===== Data records
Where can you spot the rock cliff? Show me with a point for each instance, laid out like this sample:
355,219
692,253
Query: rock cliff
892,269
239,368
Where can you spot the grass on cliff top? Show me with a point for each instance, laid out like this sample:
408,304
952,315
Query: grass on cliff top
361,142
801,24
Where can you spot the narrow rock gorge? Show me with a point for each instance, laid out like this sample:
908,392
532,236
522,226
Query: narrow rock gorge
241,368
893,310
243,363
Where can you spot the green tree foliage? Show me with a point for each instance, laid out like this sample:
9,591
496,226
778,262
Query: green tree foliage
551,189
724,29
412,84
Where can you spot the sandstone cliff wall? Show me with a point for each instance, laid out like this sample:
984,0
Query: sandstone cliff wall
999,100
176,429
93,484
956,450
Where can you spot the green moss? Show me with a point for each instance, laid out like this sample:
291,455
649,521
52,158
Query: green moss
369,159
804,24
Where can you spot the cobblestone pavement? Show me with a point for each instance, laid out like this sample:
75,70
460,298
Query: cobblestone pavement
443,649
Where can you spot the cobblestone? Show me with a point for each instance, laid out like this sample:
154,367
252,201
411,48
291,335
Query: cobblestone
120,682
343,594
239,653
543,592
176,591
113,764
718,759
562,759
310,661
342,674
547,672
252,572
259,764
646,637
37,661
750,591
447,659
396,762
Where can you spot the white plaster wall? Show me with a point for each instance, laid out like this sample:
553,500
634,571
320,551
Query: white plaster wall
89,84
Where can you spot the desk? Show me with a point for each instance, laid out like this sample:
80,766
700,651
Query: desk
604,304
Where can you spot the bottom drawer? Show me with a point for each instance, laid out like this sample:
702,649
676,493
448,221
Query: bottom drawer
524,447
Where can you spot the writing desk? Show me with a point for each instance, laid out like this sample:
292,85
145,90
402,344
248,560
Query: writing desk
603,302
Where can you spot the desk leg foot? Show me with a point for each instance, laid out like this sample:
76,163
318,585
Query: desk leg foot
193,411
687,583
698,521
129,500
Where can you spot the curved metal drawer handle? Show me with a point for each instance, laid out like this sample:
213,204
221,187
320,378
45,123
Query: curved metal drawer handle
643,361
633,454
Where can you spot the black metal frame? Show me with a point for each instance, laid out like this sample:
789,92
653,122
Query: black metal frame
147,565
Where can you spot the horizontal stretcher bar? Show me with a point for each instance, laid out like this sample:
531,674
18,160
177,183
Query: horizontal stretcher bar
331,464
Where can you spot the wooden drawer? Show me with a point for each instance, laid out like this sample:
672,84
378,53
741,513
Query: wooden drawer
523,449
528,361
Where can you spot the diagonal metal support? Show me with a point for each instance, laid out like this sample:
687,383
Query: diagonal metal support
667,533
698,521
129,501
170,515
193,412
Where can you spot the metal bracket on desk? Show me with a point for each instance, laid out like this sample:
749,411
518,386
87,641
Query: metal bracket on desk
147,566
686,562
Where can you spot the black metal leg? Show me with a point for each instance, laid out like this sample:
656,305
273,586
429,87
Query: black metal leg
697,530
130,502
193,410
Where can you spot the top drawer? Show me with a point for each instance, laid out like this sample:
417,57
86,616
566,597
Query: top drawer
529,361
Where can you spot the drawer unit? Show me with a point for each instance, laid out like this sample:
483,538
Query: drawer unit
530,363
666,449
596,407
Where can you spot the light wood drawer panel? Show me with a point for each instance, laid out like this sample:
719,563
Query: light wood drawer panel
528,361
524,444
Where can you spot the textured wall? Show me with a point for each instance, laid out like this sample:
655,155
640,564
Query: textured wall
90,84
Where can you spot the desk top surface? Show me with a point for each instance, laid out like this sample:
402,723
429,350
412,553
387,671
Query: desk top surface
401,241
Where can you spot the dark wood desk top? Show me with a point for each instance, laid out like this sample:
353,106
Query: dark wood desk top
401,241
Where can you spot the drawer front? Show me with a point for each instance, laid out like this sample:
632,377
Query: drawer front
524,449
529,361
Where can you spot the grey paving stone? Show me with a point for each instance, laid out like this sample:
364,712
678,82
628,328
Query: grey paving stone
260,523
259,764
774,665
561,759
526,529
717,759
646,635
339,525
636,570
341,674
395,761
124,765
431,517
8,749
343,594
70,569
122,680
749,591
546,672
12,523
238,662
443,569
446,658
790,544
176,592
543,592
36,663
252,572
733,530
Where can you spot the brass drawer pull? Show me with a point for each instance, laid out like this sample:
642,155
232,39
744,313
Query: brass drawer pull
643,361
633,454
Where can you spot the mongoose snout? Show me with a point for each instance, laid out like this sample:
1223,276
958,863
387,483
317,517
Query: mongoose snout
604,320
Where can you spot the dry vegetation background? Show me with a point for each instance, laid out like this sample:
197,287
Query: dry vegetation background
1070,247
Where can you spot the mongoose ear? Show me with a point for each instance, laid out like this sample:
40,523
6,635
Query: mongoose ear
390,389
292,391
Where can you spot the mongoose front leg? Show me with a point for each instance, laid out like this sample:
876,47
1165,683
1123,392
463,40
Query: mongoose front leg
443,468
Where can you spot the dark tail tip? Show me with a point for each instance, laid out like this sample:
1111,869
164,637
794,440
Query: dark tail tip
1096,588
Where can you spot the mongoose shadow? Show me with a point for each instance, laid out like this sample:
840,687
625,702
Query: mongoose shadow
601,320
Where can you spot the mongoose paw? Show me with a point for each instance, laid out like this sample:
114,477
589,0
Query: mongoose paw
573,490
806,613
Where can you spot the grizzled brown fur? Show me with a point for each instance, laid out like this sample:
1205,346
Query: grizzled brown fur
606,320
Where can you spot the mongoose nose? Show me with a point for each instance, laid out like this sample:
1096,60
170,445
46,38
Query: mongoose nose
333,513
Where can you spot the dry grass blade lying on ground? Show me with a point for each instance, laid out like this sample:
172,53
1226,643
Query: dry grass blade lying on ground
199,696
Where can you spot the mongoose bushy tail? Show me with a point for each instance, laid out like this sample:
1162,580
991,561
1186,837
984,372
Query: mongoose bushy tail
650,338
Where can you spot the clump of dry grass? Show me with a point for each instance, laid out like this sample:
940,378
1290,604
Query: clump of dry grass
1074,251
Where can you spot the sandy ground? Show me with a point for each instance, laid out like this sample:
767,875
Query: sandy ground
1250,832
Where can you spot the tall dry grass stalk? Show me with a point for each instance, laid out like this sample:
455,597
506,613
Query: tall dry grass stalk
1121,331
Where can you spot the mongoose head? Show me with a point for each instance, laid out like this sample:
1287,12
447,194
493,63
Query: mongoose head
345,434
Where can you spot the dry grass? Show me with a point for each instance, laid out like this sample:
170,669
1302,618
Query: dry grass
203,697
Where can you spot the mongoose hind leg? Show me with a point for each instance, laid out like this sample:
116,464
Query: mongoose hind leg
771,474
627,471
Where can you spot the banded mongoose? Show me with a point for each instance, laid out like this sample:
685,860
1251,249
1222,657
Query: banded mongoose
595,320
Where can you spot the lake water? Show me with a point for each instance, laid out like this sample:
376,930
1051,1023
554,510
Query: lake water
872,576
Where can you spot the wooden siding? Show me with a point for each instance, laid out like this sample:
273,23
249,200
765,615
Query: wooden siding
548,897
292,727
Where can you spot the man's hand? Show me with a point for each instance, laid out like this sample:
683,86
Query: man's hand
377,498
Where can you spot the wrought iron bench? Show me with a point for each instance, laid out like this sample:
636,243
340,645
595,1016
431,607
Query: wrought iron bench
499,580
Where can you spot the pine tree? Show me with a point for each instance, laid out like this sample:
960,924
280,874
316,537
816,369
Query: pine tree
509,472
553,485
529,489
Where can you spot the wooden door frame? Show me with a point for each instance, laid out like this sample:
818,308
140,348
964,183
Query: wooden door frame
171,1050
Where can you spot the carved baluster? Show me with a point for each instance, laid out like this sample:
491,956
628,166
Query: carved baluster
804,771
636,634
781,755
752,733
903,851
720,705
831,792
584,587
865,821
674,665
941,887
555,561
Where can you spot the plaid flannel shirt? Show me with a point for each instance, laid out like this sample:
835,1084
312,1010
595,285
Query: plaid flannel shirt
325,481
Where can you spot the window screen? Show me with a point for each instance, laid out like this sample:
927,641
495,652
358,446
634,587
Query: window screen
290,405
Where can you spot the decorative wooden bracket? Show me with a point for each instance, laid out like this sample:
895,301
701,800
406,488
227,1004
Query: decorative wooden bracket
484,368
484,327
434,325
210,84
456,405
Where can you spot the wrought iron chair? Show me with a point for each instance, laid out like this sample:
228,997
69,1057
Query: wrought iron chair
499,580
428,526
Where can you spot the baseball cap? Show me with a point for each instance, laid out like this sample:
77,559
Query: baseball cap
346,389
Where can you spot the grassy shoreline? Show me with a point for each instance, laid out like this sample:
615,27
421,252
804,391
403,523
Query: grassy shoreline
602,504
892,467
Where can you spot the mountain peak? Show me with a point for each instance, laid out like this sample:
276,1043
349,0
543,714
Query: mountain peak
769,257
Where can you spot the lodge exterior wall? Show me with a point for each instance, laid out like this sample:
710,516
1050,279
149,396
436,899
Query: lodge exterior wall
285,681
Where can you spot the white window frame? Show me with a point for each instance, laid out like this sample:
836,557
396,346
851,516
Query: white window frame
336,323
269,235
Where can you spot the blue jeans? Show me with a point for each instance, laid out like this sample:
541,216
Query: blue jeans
==========
• Instruction: Every line from the one containing "Where can you spot the carved" through the end of the data must be repeated exactly, and no other line.

• Exercise response:
Where can you spot the carved baluster? Show me with a point for each instance, laid out like this sample:
491,956
628,166
Query: carved baluster
804,771
636,634
781,755
752,733
903,851
720,705
831,792
584,587
865,821
674,665
941,887
555,561
Where can you spot the plaid flannel shirt? Show me with a point for each instance, laid out like this sample:
835,1084
312,1010
595,285
Query: plaid flannel shirt
325,481
Where can you spot the window screen? Show me with a point for each instance, laid out like this sample:
927,641
495,652
358,446
634,587
Query: window screen
290,405
Where can you spot the decorative wooden bracket? Show me with a point for each instance, laid out like this sample:
895,301
701,800
406,488
227,1004
Query: decorative wooden bracket
484,368
484,327
434,325
210,84
456,405
Where can you spot the wrought iron chair? Show me with a point for each instance, laid out like this sample:
228,997
69,1057
Query: wrought iron chair
499,580
428,526
Where can you spot the baseball cap? Show me with a point for each instance, laid out like this sample:
77,559
Query: baseball cap
346,389
Where can you spot the grassy shoreline? Show me with a point for each instance, laid out like this sample:
615,27
421,252
804,391
403,523
Query: grassy shoreline
602,504
892,467
Where can you spot the mountain peak? Show me with a point for each instance, laid out like this sample:
276,1043
349,0
543,714
Query: mountain peak
769,257
Where can you spot the lodge exterior wall? Show me with a point for each instance, laid out like this sample:
710,516
1050,279
149,396
436,899
Query: lodge exterior wall
285,681
Where can you spot the white window frame? Show me with a point for each instance, laid out like this sample:
836,557
396,346
851,516
Query: white window frame
336,323
269,235
Where can you spot the blue jeans? Show me with a point for each instance, laid out like this sample:
541,216
Query: blue jeans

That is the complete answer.